> Задания
A – На какой почве, согласно тексту о чистой этике, может возвыситься понятие человеческого?
B – Напишите продолжение текста о чистой этике, начиная после его последней фразы.

> Текст для чтения
+---+

Если в двусмысленном утверждении, что отдельный человек есть продукт целого, есть доля неправды, то она заключается в том, что далеко не в достаточной мере осознаётся, в какой степени неопределённое индивидуальное, сам индивид, лишь в свете всеобщего, своего собственного всеобщего и под порождающей мыслью целого нравственных существ обретает реальность, свободную от фразеологического значения. Именно эту истину и должна раскрыть наша разработка этики, тем не менее дистанцирующаяся от антропологического подхода.
Почему же тогда мы уклоняемся от этой задачи, если она всё же является задачей этики?
Ответ дать легко, но его обоснование, кажется, труднее. Недостаточно сказать: проблема этизации человеческого мира есть задача прикладной этики; ибо чистая этика как таковая должна быть применимой; она должна нести в себе нормы применения. Но если реализация этической идеи, если реальность этого целого должна иметь точный, а не метафорический смысл, то вопрос реальности, способ реальности нравственного должен быть предварительно методически исследован: в этом смысле обоснования нравственного наша задача здесь — изложение и обсуждение основания, которое Кант дал чистой этике. Лишь на почве нравственного может возвыситься понятие человеческого.
Так, неуклонно на основе чистой этики возвышается прикладная этика, и она будет и должна утверждать себя. Определения чистой этики изначально относятся к человеку; долженствование направлено на человека и его воление. — Но независимо от этой неизбежной связи, задача нравственного, понятие и задача чистой этики должны быть методически осмыслены и определены.
Здесь, конечно, вновь возникает вышеупомянутый вопрос. В этом объяснении кроется непреодолимый парадокс. Трудно избавиться от мысли, что та иная задача обозначает методическую иллюзию, ложный начальный пункт. Какой же смысл должна иметь эта чистая этика нравственного, если не содержание человеческого? Как вообще может быть мыслима этика, которая не имела бы своего основания и материала в опыте человеческого существа? И какой понятийный материал может составить это содержание, если он не абстрагирован из той сферы, на которую якобы должен быть впоследствии применён?
Этот вопрос, впрочем, уже возникал в связи с априорностью учения об опыте. И там это искомое, требуемое a priori представляли себе как откровение свыше — тогда как то, что придаёт опыту необходимость и всеобщность, можно узнать лишь от него самого. Кантовский поворот, что опыт не может гарантировать всеобщности, ни необходимости, возмущает всякое разумное мышление; лишь опыт может установить, что в нём безусловно всеобще и что в нём необходимо.
Однако выяснилось, что это мнение было грубым, в принципе препятствующим всякому методическому прогрессу недоразумением, каковым оно и остаётся камнем преткновения. Именно понятие опыта — а именно опыта как науки, как математического естествознания — ставилось под вопрос при этом требовании: наполненное содержанием найденного a priori, оно может принять и удовлетворить эту претензию эмпиристского мышления; углублённое условиями самого себя, опыт, конечно, позволяет распознать в себе те критерии всеобщего и необходимого; но обнаружить, раскрыть, обосновать их — есть и остаётся задачей чистой критики познания, которая сводит материальное содержание опыта к его методическим основаниям.

+---+

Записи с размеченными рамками
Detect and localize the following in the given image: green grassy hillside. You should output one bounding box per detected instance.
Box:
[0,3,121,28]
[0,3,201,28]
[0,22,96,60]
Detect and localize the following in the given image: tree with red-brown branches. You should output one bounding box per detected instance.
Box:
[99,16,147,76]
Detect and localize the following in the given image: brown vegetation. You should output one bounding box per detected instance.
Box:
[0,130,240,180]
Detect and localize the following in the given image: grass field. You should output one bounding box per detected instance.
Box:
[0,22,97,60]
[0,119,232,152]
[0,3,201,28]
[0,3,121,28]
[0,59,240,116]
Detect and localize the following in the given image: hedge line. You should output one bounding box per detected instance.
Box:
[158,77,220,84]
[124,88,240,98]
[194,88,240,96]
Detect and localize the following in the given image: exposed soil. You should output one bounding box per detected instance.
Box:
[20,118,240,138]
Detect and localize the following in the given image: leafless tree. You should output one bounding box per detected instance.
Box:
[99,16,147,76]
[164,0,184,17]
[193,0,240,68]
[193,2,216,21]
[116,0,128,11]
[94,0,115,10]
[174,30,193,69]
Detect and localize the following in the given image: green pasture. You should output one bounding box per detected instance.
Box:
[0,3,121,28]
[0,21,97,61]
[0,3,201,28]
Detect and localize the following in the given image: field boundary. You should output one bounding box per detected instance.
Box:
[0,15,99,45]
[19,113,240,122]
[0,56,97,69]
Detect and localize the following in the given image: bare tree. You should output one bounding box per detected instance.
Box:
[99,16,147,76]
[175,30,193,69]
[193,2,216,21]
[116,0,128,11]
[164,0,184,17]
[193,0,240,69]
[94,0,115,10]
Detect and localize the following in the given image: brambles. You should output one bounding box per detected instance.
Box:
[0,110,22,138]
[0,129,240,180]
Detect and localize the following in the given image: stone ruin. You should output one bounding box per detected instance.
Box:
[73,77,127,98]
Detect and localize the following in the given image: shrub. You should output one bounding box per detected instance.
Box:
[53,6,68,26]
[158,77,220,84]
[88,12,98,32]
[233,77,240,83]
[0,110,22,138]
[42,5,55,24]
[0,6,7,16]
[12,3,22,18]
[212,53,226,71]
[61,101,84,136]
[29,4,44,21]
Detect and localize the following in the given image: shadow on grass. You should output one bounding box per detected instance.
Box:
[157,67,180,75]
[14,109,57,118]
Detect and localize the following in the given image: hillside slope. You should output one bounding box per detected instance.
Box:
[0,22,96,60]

+---+

> Ответы
A – Лишь на почве нравственного.

B –
Возможно, удастся доказать и для этики такой основательный смысл чистого. Возможно, это долженствование обретёт тем более энергичную связь с человеческим волением, чем дальше оно отстоит от него в своём происхождении. Возможно, эмпирический человек в том, что существует через него и с ним, будет тем увереннее и прозрачнее связан тем, что он должен. Как a priori, не происходящее из опыта, именно поэтому наполняет его и порождает в его новом понятии, так и неизвестный вид субъекта, который должен, мог бы обрести живейшую связь с эмпирическим субъектом, который желает. Как та трансцендентальная метода обоснования a priori совершила ни много ни мало как установление объективной реальности; и возвестила ни много ни мало как впервые её обоснование: так и чистая этика могла бы обосновать реальность нравственного более глубоким образом, чем абстракция опытного нравственного способна это гарантировать.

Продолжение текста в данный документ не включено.